PET - 17311 - Sessão: 15/03/2016 às 17:00

Eminentes colegas:

Os momentos posteriores à edição da Resolução TSE 22.610/07 foram conturbados do ponto de vista jurídico. Havia certa dúvida nas Cortes Eleitorais, assim como em parcela da doutrina, se tal diploma normativo estaria amparado pela Constituição Federal.

Na época, a especialista em Direito Eleitoral Eneida Desiree Salgado (Princípios constitucionais eleitorais. Belo Horizonte: Fórum, 2010.) sustentou que a confecção da norma se operou de forma inconstitucional, pois se trata [...] de ruptura inconstitucional que 'quebra' a norma do art. 55 e o princípio da liberdade para o exercício de mandato a fim de estabelecer uma regra de fidelidade partidária com a sanção de perda de mandato.

Segundo a autora, três argumentos principais dão suporte a sua tese. Em primeiro, argumenta que a exigência constitucional de filiação partidária para concorrer a cargo eletivo não se repete para o exercício do mandato; em segundo, aduz que o texto constitucional não possibilita ao legislador a liberalidade de restringir o direito fundamental do exercício do mandato; e em terceiro, conclui que a desfiliação partidária não afronta o princípio da autenticidade eleitoral, pois o eleitor forma seu voto, na maioria dos casos, levando em consideração o candidato.

No TSE, a questão foi levantada, em 24.6.2008, pelo Ministro Eros Grau, que suscitou preliminar de inconstitucionalidade da resolução, no que restou vencido.

Em 05.8.2008, o TSE, respondendo à Consulta n. 1.587, reafirmou a legalidade da Resolução TSE n. 22.610/07 e assentou a competência da Justiça Eleitoral para processar e julgar os pedidos de perda de cargo eletivo.

Por fim, o Supremo Tribunal Federal, em julgamento conjunto na data de 12.11.2008, declarou improcedentes as Ações Diretas de Inconstitucionalidade de números 3.999 e 4.086, respectivamente ajuizadas pelo Partido Social Cristão (PSC) e pela Procuradoria-Geral da República, considerando constitucional a resolução.

Faço esta digressão não com o objetivo de em controle difuso de constitucionalidade declarar inconstitucional a indigitada resolução – até porque entendo que a matéria já foi exaustivamente debatida pela doutrina e pelos Tribunais Eleitorais, e bem decidida pelo Supremo Tribunal Federal –, mas, sim, com o intuito de explicitar que retirar o mandato de um parlamentar, que neste foi investido pelo poder soberano do povo dentro de um processo eleitoral autêntico, constitui medida excepcionalíssima, e como tal deve ser analisada por esta Corte, motivo pelo qual peço vênia à eminente relatora para acompanhar o voto divergente proferido pelo Desembargador Paulo Afonso Brum Vaz, pois entendo que a desfiliação do requerido está amparada pela justa causa disposta no art. 1º, § 1º, III, da Resolução TSE n. 22.610/07 e reproduzida no art. 22-A da Lei n. 9.096/97.

- - - - -

Troque "julgamento conjunto" por "sessão conjunta" no trecho sobre a Resolução TSE 22.610/07 e reproduza tudo desde "Por fim, o Supremo" até "constitucional a resolução.". Os itens têm origem em outra fonte.

- - - - -

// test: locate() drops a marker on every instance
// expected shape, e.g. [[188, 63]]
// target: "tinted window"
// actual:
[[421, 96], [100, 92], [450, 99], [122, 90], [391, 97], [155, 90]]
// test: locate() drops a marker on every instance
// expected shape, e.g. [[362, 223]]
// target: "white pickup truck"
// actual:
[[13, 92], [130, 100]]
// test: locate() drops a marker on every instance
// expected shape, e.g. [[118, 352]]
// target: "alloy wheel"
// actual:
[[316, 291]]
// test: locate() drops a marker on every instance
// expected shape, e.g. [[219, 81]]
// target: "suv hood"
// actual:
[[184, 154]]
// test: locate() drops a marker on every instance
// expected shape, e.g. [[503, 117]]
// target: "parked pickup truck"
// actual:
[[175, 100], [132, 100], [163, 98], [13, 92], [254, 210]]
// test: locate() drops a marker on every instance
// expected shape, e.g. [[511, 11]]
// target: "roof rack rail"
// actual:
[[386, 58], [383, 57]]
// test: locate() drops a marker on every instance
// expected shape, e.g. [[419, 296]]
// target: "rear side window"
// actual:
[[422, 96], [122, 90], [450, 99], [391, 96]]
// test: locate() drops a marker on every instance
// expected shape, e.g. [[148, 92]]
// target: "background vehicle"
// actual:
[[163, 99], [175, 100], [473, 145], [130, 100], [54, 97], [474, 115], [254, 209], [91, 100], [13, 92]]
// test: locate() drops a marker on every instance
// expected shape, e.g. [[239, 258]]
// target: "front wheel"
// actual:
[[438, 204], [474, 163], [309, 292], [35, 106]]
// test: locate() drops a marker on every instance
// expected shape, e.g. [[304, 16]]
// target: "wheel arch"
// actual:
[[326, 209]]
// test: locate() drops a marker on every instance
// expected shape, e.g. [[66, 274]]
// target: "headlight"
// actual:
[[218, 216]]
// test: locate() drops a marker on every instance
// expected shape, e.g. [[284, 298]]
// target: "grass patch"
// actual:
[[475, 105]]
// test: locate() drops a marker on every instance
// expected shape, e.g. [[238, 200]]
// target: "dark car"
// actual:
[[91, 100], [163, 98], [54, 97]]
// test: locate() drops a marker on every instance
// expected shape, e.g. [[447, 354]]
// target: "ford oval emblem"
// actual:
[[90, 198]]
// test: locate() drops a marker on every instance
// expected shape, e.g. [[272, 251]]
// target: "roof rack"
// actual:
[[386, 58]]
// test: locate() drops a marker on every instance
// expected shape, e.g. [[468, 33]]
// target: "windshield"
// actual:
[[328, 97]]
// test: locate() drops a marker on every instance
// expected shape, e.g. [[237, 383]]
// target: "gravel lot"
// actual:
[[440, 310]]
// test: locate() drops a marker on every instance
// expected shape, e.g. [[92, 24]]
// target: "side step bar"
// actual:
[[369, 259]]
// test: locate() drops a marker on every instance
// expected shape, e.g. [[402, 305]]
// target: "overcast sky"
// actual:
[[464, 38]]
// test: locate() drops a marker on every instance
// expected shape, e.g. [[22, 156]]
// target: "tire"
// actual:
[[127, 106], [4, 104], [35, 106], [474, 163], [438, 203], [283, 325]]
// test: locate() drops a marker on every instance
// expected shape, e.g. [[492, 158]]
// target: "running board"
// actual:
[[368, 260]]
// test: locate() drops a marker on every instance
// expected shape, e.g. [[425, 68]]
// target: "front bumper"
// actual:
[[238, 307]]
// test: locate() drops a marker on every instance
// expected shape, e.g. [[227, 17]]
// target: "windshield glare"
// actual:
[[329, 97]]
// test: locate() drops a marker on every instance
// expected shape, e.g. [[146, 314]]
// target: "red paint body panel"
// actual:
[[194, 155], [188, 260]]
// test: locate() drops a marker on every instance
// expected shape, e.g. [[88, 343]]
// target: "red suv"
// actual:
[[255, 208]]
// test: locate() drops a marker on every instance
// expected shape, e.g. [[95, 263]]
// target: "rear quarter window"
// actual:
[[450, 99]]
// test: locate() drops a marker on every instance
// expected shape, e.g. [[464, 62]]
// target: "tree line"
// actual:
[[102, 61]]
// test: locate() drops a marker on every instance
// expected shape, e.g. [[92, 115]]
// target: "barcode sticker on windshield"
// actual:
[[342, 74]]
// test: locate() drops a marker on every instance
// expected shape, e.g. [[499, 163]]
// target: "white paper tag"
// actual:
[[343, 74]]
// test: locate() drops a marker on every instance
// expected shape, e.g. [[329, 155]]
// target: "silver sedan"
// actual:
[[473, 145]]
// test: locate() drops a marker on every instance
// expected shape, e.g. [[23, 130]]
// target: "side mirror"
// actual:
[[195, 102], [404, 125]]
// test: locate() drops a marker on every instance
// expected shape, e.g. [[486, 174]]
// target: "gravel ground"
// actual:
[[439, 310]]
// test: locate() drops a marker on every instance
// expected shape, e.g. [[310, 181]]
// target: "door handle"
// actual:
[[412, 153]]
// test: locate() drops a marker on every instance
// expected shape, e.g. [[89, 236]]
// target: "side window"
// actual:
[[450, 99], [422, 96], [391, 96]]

- - - - -

* **SOLUÇÃO ESCRITA**
Por fim, o Supremo Tribunal Federal, em sessão conjunta na data de 12.11.2008, declarou improcedentes as Ações Diretas de Inconstitucionalidade de números 3.999 e 4.086, respectivamente ajuizadas pelo Partido Social Cristão (PSC) e pela Procuradoria-Geral da República, considerando constitucional a resolução.